» BRIEF 1: List every type of store that, according to the county press release quoted in the text on the Cuyahoga County plastic bag ban, falls under the new ban.
» BRIEF 2: Reproduce the passage of the text on the Cuyahoga County plastic bag ban from "CLEVELAND — Cuyahoga" up to and including "in Cuyahoga County.", with no changes.

» TEXT FOR ANALYSIS:
────
CLEVELAND — Cuyahoga County Council member Sunny Simon is getting ready to finally enforce a ban on plastic bags she helped pass at the end of 2019.
“The ban prohibits retailers from providing disposable bags at the checkout, but they may still provide recyclable paper bags and sell reusable bags,” writes a county press release from December 2019. “The new ban applies to retail stores of all types, convenience stores, grocery stores, service stations and drug stores.”
“People were really excited,” we were talking about doing things like putting old coat trees in grocery stores with reusable bags hanging on them,” said Slavic Village resident Pat Shields.
Shields has been working for years to make her community more environmentally friendly and is supportive of the plastic bag ban in Cuyahoga County.
“People were excited,” said Simon. “And then, of course, COVID hit and then everything came to a screeching halt.”
As shoppers and retailers prepared for the change, the COVID pandemic pushed the ban back. Back then, medical experts were still learning about how COVID spread and the thought was that having multiple people touch reusable bags might spread it faster.
“People were so scared and I understood that and everybody just took a step back because nobody really understood at that point what the implications were,” said Simon.
During that break, House Bill 242, which was originally introduced to prevent local plastic bag bans before the pandemic, rode public health concerns through the state senate and to Gov. Mike DeWine’s desk.
The governor’s spokesperson tells News 5 DeWine signed the bill even though he generally supports local communities making their own decision, because he view it as a public health issue. The law took effect on January 15, 2021 and prevents local leaders from banning plastic bags until January 2022.
“What can I say,” asked Shields in response to that state law. “There’s a lot of things in state law that I keep writing letters about but, unfortunately, I’m not a state senator or representative.”
────
» SUPPLIED INFORMATION:
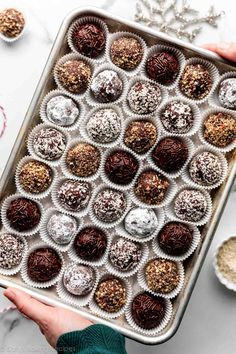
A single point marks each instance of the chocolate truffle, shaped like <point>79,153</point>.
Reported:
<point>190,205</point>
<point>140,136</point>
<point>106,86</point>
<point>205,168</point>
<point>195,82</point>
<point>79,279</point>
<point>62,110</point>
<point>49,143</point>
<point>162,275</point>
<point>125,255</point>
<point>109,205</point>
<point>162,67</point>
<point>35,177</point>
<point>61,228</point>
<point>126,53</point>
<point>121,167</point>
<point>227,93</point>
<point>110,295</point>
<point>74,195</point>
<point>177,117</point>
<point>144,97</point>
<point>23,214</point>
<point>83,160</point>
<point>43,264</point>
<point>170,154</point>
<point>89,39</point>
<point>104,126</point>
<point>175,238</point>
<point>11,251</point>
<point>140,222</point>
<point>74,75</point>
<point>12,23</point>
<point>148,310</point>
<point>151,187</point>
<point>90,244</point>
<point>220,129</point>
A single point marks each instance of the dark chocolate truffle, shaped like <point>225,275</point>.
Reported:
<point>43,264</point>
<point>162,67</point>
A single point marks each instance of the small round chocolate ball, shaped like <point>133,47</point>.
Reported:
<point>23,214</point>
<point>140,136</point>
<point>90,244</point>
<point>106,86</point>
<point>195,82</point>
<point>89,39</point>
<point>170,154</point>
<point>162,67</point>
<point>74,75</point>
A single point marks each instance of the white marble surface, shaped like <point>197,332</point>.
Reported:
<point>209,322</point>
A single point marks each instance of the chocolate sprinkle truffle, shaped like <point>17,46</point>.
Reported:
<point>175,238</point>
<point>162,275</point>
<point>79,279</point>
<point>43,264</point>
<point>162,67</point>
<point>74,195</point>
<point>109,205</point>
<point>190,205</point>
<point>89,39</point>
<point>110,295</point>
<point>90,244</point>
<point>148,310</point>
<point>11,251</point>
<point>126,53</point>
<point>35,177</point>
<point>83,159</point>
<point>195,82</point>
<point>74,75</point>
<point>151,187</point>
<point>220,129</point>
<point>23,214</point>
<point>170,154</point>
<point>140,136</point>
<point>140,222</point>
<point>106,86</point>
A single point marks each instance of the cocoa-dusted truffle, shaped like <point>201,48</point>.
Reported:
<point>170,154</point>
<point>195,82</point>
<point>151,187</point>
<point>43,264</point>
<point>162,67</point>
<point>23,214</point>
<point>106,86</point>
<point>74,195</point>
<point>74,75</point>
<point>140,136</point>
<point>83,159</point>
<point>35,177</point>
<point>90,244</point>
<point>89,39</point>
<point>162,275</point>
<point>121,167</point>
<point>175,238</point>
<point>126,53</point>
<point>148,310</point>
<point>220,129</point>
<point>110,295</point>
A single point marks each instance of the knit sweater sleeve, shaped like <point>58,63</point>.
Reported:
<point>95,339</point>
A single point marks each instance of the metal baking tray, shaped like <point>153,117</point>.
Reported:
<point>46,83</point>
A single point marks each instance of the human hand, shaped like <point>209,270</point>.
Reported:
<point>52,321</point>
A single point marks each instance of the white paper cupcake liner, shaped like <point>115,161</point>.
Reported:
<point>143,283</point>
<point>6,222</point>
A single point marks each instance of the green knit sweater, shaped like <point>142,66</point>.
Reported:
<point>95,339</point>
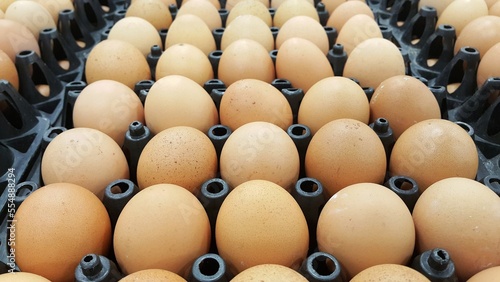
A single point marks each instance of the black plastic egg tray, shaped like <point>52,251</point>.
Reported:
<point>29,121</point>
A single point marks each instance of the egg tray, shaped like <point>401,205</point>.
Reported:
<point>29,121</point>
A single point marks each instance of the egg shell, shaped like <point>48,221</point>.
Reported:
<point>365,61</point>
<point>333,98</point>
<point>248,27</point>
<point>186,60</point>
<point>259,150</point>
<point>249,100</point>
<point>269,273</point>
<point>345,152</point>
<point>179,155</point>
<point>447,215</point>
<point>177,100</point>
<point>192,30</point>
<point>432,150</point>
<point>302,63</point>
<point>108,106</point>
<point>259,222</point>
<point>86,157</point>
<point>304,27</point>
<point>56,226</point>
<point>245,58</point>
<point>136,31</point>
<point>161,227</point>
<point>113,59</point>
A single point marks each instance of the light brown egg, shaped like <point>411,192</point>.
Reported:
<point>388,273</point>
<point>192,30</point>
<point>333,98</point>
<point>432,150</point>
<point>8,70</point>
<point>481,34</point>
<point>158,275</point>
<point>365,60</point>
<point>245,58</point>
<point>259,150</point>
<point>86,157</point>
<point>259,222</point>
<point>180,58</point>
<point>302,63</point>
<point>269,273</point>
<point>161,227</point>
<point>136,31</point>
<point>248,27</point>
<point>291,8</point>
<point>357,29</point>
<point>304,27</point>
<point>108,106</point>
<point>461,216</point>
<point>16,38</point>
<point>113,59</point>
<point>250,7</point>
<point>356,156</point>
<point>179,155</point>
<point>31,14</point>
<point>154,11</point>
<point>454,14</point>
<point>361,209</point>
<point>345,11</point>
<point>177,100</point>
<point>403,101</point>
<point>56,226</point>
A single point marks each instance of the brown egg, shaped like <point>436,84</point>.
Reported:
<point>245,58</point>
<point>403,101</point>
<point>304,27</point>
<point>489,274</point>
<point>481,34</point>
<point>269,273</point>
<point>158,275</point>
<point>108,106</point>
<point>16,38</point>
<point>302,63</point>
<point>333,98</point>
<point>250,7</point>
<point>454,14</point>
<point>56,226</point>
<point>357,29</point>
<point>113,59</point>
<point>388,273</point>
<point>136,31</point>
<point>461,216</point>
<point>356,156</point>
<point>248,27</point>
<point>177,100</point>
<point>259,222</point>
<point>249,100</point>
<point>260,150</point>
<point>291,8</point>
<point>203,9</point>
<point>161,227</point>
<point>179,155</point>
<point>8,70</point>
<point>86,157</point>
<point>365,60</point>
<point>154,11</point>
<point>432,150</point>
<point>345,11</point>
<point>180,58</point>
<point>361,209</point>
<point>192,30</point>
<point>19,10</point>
────
» EXERCISE OUTPUT 1:
- Retail stores of all types
- Convenience stores
- Grocery stores
- Service stations
- Drug stores

» EXERCISE OUTPUT 2:
CLEVELAND — Cuyahoga County Council member Sunny Simon is getting ready to finally enforce a ban on plastic bags she helped pass at the end of 2019.
“The ban prohibits retailers from providing disposable bags at the checkout, but they may still provide recyclable paper bags and sell reusable bags,” writes a county press release from December 2019. “The new ban applies to retail stores of all types, convenience stores, grocery stores, service stations and drug stores.”
“People were really excited,” we were talking about doing things like putting old coat trees in grocery stores with reusable bags hanging on them,” said Slavic Village resident Pat Shields.
Shields has been working for years to make her community more environmentally friendly and is supportive of the plastic bag ban in Cuyahoga County.